### Texto extraído
------------------------------------

Se
cuenta que cuando al escritor británico G. K. Chesterton le preguntaron qué
opinión tenía de los franceses, respondió: “No los conozco a todos”. Hay aquí
un problema filosófico, de raíces medievales, dificultosísimo: ¿es posible
hablar en términos universales sobre cosas o personas particulares?
Cuando
en 1916, el filósofo español José Ortega y Gasset arribó, por primera vez a
nuestro país, sabía muy bien que, al momento de pensar, lo que hacemos es
dislocar lo real y, por lo tanto, todo concepto es siempre una exageración y,
en ese sentido, una falsificación. La exageración es el momento de creación que
tiene el pensamiento. Ortega ofreció otro reparo a la hora de analizar, con su
bisturí intelectual, al “ser argentino”. Él mismo se consideraba un “entusiasta
que pasa”, un “argentino imaginario” del cual no podría surgir, como tampoco era
de esperar de un extranjero, ninguna verdad acerca del argentino. El extranjero
forma opiniones desdibujadas del país que visita pero éstas deben ser
aprovechadas. Ortega remata con una expresión paradójica: “la verdad del
viajero es su error” y, por poco interesante que sea el alma del extranjero,
debe interesar la línea de su error. ¿Por qué éste erra en tal punto y no en
otro?

------------------------------------

### Listado
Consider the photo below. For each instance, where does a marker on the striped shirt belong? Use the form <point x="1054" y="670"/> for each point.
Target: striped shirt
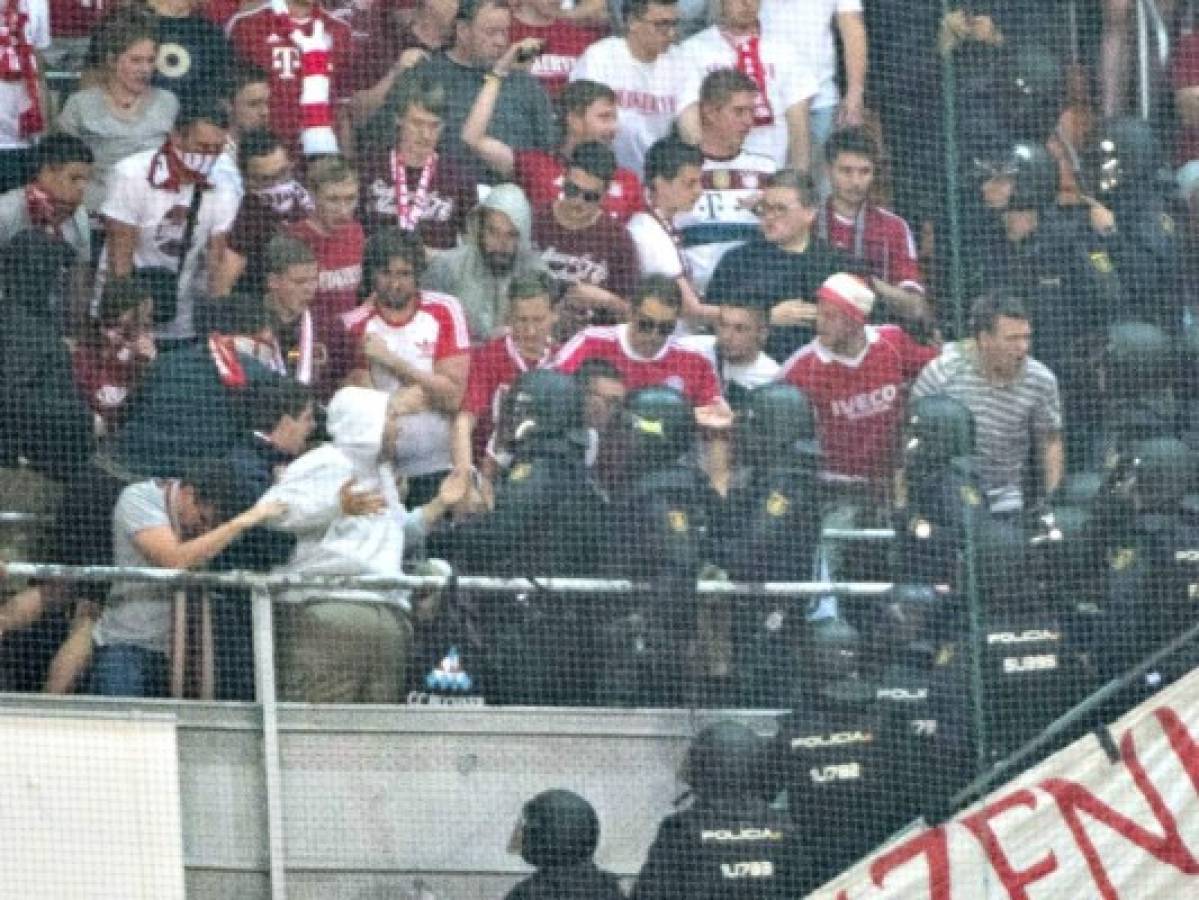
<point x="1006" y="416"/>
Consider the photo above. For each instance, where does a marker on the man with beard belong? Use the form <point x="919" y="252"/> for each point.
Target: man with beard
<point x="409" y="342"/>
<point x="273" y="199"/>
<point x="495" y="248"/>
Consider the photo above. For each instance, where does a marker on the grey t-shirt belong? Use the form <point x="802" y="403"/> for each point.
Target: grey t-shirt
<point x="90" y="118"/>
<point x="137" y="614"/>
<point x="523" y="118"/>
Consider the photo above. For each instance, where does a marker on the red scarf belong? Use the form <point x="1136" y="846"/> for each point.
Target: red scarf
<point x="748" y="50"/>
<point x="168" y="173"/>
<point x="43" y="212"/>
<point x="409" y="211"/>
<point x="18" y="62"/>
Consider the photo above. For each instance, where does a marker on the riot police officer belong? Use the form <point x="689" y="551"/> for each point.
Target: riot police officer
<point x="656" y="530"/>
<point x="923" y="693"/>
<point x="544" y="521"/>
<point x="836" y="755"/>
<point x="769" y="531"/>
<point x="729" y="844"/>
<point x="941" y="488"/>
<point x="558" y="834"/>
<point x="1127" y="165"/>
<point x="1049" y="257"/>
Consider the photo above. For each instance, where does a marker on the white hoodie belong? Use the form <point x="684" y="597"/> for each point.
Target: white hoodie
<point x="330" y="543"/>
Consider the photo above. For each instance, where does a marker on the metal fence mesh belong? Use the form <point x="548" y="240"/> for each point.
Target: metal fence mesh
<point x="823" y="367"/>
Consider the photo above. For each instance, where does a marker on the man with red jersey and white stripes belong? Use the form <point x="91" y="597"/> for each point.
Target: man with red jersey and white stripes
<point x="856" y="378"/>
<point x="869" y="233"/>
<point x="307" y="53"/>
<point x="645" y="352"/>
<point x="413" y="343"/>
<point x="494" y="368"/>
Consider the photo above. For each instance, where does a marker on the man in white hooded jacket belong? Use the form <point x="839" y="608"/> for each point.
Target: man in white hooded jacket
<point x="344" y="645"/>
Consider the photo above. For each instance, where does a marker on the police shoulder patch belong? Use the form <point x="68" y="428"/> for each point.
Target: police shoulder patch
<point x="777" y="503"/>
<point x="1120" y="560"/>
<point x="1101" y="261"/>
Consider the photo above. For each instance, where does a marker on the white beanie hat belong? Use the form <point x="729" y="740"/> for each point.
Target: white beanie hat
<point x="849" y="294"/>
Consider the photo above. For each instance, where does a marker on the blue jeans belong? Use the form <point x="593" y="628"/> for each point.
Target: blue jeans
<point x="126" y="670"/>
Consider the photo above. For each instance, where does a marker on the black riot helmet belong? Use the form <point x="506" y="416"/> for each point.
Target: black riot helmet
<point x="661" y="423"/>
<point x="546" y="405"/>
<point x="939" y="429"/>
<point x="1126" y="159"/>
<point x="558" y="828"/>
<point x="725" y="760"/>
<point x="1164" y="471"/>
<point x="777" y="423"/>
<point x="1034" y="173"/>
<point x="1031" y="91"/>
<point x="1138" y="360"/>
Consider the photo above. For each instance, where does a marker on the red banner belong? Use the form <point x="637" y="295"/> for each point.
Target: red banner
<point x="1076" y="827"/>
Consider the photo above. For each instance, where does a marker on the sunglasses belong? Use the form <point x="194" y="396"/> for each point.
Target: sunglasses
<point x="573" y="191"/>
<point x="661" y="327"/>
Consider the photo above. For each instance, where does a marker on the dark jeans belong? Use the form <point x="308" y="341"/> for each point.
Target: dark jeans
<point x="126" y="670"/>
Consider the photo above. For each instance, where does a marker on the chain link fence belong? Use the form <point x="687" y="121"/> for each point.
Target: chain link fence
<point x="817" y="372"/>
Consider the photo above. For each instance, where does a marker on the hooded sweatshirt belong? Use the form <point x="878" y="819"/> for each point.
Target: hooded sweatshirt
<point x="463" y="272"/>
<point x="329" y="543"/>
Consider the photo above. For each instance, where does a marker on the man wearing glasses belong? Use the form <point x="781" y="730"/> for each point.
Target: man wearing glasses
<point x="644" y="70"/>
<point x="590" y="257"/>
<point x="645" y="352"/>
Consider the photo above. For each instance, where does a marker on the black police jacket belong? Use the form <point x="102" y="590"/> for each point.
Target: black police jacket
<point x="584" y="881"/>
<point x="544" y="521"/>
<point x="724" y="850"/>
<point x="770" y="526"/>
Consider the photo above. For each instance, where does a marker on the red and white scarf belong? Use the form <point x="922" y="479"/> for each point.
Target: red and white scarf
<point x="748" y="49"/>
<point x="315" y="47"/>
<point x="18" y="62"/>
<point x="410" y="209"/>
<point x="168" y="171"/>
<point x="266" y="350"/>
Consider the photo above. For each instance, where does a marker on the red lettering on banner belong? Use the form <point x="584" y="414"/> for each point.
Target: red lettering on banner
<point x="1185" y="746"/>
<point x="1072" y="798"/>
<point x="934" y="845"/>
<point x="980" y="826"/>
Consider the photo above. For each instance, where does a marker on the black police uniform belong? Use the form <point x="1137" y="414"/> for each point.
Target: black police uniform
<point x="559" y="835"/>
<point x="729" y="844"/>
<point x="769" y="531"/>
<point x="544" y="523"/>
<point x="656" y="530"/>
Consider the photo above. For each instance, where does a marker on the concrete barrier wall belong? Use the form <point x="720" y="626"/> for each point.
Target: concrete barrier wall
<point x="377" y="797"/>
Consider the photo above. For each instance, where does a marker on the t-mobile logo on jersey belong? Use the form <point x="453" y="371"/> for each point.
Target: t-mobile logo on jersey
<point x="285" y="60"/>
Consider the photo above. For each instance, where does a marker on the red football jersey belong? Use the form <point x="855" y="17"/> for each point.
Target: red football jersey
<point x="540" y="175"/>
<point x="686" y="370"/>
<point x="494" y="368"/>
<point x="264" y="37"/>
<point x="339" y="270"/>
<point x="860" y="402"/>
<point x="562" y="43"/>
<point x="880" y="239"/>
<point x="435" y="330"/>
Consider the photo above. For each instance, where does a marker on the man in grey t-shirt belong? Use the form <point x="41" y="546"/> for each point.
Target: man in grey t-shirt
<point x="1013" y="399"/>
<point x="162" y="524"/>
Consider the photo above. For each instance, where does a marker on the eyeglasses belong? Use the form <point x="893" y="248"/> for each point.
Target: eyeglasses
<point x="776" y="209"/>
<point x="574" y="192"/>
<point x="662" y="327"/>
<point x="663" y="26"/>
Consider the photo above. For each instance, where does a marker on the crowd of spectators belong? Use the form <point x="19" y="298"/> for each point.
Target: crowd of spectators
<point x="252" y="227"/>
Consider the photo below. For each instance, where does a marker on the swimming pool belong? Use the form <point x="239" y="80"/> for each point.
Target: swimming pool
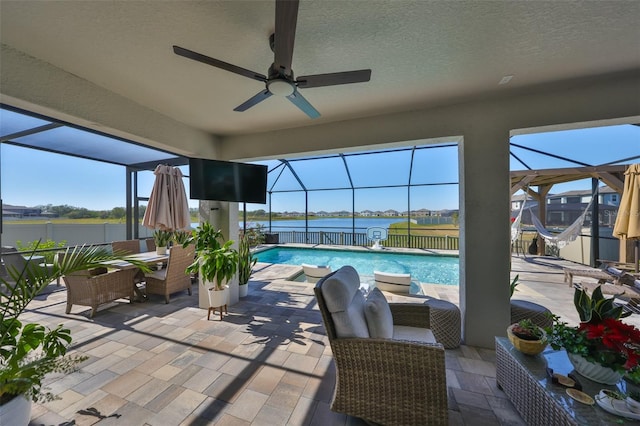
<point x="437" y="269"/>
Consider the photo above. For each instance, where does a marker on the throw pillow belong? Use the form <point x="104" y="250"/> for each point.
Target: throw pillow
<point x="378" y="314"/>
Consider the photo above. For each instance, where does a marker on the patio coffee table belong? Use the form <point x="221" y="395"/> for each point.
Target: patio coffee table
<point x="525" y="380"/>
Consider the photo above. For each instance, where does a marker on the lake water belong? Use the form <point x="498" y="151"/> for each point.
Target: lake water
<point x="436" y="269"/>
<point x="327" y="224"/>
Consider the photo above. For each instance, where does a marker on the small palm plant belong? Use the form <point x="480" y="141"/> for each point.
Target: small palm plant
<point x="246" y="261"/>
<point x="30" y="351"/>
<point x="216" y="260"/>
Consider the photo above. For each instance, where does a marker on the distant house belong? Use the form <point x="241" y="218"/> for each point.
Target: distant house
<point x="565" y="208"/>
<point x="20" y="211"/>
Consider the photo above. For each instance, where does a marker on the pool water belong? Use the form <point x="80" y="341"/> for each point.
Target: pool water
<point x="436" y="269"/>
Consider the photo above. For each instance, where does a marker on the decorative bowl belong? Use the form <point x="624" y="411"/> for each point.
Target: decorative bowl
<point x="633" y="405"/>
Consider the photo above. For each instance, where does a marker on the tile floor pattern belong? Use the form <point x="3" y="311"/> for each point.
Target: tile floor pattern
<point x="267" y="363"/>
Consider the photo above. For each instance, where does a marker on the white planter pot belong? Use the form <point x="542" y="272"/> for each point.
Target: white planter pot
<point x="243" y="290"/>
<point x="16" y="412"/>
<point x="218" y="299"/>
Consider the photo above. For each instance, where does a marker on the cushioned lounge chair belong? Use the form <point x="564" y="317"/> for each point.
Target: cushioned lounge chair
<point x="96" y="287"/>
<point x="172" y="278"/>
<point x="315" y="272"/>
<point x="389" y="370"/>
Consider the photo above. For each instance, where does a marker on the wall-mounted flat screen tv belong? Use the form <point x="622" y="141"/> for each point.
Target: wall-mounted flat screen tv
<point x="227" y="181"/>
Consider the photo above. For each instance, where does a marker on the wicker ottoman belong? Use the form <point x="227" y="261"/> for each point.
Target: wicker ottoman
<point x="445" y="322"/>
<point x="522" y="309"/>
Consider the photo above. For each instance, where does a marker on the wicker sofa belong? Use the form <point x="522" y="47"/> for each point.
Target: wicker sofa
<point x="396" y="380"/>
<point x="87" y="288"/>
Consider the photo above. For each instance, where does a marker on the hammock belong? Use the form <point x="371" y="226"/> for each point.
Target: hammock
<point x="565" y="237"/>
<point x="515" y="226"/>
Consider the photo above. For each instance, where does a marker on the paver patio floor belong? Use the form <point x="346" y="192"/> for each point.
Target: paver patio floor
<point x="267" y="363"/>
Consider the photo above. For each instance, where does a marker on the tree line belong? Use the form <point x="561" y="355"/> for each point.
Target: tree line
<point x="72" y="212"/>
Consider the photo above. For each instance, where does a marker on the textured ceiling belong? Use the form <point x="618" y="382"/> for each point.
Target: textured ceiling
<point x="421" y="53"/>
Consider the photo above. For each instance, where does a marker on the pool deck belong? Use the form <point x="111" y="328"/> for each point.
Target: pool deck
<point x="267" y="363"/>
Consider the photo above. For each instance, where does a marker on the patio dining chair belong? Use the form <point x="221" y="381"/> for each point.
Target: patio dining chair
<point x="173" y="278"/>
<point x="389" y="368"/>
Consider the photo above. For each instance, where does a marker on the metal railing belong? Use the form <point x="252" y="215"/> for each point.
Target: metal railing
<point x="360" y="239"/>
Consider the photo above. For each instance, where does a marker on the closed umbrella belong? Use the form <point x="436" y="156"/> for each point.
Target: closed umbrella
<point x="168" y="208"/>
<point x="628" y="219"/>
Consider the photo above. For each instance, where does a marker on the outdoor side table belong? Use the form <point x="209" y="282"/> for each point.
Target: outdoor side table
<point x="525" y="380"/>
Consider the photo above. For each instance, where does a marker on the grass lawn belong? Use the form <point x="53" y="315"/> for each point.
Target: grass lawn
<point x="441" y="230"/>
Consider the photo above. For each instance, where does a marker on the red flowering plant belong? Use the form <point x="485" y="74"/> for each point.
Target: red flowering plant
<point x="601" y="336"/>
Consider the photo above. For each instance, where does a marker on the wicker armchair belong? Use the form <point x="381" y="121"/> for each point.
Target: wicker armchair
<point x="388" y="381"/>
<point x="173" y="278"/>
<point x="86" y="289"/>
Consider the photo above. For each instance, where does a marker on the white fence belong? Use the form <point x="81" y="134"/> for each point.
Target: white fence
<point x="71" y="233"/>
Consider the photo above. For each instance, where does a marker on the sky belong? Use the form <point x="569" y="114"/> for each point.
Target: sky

------------------------------------

### Ejercicios propuestos
A) Según el texto sobre Ortega y Gasset y el «ser argentino», ¿en qué año llegó el filósofo español por primera vez al país?
B) Prosiga el texto sobre Ortega y Gasset y el «ser argentino» a partir de su última oración.

### Soluciones
A) En 1916.

B)
¿Qué
dijo Ortega, acerca de los argentinos, durante su primera visita? En Impresiones de un viajero, sostiene que
se ha encontrado con un pueblo lleno de afanes y libre de envidias. Decide no
hablar de la riqueza, ni del “heroísmo cereal y ganadero”, al que admira, sino
que hace notar el volumen poroso de la nación, donde pueden entrar hombres de
toda raza, de toda lengua, de toda religión y de toda costumbre. Además, junto
a este poder atractivo, encuentra un talento para absorber a todos estos
hombres en la unidad de un Estado. El pueblo criollo, le parece a Ortega, un
pueblo con talento socializador de Estado, al que se le hace necesario el
cultivo de actividades sobre-económicas cuanto mayor es su desproporción frente
a las utilitarias y practicistas. Ésta es la misión que debe asumir la
Universidad, que el filósofo español ve como el instrumento para la labranza de
los pueblos.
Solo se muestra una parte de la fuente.